### Texto apresentado
>>>

Nem a Velhinha
de Taubaté acreditaria quando Bolsonaro diz que pode desistir
de tentar a reeleição se não houver voto impresso. Mas essa ideia não
saiu da cabeça de nenhum oposicionista signatário dos inúmeros pedidos de
impeachment ora postos em sossego sob o derrière do presidente da Câmara.
Quem levantou a lebre foi o próprio presidente — que não pode reclamar,
portanto, se o assunto vier a tomar conta das mentes e das bocas, Brasil afora,
e ele começar a ouvir daqui em diante: "Mas não é que pode ser uma
boa?"
Não foi a intenção dele nem tampouco tratou-se de um
descuido. A hipótese foi aventada quando o capitão jogou a toalha ao admitir a
impossibilidade de o Congresso aprovar a reintrodução do voto impresso no
sistema eleitoral. Mas quais seriam as razões do presidente?
Uma possibilidade é a tentativa de fazer a récua de muares
que o capitão chama de militância a embarcar numa espécie de “queremismo”
revisitado inspirado em Getúlio Vargas para tentar conter o derretimento
da densidade eleitoral é uma. Outra, se a primeira não der certo e as
condições de competitividade descerem a ladeira e tornarem a derrota
inevitável, é antecipar-se ao desastre saindo do jogo como se o fizesse por
vontade e não por imposição das circunstâncias adversas.
A conjuntura lá na frente pode não ser a de hoje — o que não
significa necessariamente que será melhor; na conta das probabilidades, tende a
ser ainda pior, sobretudo se a comparação for com o cenário de 2018 e mesmo com
a situação antes de a pandemia conferir a Bolsonaro a medalha de ouro num
hipotético pódio de maus governantes. Hoje ele já não pode cometer barbaridades
tais como nomear o filho embaixador nos Estados Unidos, insultar a mulher do
presidente francês, fazer troça da China, recusar-se a comprar essa ou aquela
vacina, dar aval a pregações pelo fechamento do STF, bradar coisas do
tipo "agora chega" ou "acabou, porra!" e por aí vai.

<<<

### Material listado
>>>

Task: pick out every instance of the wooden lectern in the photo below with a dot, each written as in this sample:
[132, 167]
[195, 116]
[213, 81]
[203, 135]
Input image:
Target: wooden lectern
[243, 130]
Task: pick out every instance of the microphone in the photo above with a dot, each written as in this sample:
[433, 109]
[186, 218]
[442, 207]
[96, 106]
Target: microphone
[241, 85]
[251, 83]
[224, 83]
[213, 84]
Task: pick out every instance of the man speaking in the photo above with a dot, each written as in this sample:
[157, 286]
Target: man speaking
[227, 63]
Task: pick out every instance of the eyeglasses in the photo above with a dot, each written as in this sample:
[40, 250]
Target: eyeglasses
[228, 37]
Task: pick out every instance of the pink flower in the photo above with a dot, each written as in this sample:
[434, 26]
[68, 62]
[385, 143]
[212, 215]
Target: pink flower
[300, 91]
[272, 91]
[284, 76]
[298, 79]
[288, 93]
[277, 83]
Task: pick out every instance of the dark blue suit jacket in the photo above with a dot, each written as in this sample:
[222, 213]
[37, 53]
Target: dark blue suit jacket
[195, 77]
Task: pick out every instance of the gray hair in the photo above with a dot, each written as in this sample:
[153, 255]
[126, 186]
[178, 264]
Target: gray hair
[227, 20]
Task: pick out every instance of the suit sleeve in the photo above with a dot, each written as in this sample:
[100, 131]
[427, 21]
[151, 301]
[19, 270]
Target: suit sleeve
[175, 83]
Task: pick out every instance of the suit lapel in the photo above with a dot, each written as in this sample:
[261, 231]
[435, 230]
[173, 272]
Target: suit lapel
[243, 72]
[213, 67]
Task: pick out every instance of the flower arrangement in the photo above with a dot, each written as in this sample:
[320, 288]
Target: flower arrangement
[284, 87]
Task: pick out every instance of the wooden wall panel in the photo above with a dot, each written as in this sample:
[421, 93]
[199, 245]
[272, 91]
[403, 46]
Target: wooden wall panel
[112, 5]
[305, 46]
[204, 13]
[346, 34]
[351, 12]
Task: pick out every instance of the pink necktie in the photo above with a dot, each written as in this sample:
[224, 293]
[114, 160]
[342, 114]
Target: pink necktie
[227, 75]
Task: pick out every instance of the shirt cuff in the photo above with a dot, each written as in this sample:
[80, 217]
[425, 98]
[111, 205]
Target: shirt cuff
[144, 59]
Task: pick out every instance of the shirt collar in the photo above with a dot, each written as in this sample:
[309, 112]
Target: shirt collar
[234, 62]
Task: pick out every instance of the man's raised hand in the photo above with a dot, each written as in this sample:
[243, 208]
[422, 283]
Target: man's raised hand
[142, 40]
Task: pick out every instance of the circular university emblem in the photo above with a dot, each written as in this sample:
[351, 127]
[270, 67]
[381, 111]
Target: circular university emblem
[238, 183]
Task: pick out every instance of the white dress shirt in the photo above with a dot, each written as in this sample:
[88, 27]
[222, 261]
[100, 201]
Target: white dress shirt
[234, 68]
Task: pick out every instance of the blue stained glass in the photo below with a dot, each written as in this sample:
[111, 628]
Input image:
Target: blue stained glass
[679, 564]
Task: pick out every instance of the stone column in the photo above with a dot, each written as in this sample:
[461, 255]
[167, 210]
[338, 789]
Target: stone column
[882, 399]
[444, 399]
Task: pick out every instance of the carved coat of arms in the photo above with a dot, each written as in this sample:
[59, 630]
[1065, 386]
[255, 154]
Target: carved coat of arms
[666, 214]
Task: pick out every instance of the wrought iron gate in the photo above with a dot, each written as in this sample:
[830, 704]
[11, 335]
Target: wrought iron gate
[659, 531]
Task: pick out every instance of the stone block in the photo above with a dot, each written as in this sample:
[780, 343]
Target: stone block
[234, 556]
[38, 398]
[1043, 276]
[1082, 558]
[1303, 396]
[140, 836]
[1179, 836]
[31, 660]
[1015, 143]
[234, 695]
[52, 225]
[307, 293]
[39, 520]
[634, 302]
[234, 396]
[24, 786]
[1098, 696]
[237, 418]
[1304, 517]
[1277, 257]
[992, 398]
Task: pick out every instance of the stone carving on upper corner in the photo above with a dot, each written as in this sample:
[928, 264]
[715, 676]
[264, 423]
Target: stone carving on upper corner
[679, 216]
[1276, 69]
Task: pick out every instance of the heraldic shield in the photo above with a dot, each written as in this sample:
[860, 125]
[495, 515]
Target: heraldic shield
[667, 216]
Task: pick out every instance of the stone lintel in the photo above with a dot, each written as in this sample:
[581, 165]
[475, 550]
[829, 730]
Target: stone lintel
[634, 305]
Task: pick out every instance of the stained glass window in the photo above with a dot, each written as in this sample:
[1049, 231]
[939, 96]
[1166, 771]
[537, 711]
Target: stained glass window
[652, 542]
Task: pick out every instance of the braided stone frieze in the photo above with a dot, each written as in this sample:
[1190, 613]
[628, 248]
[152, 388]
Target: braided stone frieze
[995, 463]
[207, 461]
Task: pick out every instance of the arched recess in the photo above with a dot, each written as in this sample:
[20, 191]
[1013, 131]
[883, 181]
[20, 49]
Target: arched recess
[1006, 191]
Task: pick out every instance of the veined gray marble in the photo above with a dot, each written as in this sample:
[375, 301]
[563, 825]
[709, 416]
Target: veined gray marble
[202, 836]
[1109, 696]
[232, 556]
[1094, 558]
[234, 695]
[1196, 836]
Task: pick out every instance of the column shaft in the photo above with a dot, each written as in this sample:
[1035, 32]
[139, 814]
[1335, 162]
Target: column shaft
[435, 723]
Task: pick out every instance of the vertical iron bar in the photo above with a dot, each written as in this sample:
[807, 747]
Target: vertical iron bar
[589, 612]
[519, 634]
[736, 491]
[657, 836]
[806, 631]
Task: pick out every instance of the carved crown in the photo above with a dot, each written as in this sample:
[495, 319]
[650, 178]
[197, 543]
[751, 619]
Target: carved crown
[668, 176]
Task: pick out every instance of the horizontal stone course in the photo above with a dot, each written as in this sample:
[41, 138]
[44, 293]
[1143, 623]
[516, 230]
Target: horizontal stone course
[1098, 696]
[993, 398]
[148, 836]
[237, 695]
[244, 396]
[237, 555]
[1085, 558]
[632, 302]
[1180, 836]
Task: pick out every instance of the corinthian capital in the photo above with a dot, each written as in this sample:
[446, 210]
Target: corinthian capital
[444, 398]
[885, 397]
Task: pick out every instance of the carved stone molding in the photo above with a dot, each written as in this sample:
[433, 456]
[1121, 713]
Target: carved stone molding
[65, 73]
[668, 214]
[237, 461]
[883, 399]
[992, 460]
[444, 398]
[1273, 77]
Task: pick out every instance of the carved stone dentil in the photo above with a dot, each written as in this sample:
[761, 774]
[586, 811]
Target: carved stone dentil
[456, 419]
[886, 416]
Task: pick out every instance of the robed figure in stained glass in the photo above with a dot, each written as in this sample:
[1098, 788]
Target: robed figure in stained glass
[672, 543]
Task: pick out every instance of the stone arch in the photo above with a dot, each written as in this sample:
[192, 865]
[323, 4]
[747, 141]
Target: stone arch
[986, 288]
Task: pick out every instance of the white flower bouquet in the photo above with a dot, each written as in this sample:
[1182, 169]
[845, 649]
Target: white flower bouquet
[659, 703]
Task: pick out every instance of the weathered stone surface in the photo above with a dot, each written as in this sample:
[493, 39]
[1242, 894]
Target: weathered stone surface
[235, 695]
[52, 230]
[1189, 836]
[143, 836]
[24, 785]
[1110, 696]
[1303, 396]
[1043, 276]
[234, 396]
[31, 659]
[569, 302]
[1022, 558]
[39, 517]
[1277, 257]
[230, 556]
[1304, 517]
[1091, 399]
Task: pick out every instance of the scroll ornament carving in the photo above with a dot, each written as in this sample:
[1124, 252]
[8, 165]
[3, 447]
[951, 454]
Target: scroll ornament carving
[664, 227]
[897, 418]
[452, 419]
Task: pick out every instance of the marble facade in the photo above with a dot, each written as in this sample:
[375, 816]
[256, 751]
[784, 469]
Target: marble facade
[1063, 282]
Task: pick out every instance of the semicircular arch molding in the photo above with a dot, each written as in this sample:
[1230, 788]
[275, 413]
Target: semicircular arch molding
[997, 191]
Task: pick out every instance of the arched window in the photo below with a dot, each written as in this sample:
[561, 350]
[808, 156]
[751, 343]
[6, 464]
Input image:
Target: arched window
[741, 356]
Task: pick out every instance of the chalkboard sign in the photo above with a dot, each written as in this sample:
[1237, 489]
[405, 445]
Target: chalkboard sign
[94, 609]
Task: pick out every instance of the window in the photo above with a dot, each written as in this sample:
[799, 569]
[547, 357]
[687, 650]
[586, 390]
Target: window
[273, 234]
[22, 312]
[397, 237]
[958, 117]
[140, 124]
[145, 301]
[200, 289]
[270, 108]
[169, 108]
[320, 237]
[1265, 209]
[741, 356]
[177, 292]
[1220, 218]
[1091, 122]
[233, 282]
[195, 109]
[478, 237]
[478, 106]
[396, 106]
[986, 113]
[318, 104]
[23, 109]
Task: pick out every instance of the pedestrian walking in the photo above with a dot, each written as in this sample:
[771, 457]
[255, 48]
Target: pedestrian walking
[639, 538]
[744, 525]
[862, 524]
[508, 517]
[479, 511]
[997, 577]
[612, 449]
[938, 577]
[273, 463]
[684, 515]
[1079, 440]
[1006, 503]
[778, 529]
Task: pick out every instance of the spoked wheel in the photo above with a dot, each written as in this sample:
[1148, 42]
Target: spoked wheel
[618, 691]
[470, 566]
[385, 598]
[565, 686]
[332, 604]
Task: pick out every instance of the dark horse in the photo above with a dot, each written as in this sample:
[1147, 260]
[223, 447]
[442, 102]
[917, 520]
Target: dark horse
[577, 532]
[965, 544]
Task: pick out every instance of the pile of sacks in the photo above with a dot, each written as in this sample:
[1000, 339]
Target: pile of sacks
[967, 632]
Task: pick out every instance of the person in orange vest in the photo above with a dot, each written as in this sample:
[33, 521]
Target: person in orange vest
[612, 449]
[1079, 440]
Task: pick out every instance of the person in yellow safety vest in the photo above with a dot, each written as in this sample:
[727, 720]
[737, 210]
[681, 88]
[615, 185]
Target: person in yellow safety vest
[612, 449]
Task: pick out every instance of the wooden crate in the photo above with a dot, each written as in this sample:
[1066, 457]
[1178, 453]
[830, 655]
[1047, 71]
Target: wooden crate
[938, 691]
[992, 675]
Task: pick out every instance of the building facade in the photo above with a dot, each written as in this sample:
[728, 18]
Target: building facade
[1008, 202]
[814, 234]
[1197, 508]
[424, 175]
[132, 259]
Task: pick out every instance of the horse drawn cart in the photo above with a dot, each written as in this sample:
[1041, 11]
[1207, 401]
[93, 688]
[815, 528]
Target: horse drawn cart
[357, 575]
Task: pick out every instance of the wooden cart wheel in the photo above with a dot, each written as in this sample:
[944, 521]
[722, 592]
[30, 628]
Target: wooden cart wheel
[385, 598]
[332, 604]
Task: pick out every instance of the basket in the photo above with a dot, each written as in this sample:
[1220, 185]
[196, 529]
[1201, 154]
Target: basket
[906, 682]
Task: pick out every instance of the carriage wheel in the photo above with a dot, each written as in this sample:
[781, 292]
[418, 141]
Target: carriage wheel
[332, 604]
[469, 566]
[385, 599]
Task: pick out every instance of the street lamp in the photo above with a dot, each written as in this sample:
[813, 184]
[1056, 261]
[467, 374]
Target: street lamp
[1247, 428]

<<<

### Exercícios a fazer
1/ De acordo com o texto sobre Bolsonaro e o voto impresso, em que momento foi levantada a hipótese de o presidente desistir da reeleição?
2/ Liste todas as ações que, segundo o texto sobre Bolsonaro e o voto impresso, o presidente hoje já não pode cometer.
O material não tem nenhum papel nesta atividade.

### Respostas escritas
1/ Quando ele admitiu que o Congresso não conseguiria aprovar a volta do voto impresso ao sistema eleitoral.

2/
- Nomear o filho embaixador nos Estados Unidos
- Insultar a mulher do presidente francês
- Fazer troça da China
- Recusar-se a comprar essa ou aquela vacina
- Dar aval a pregações pelo fechamento do STF
- Bradar coisas do tipo "agora chega" ou "acabou, porra!"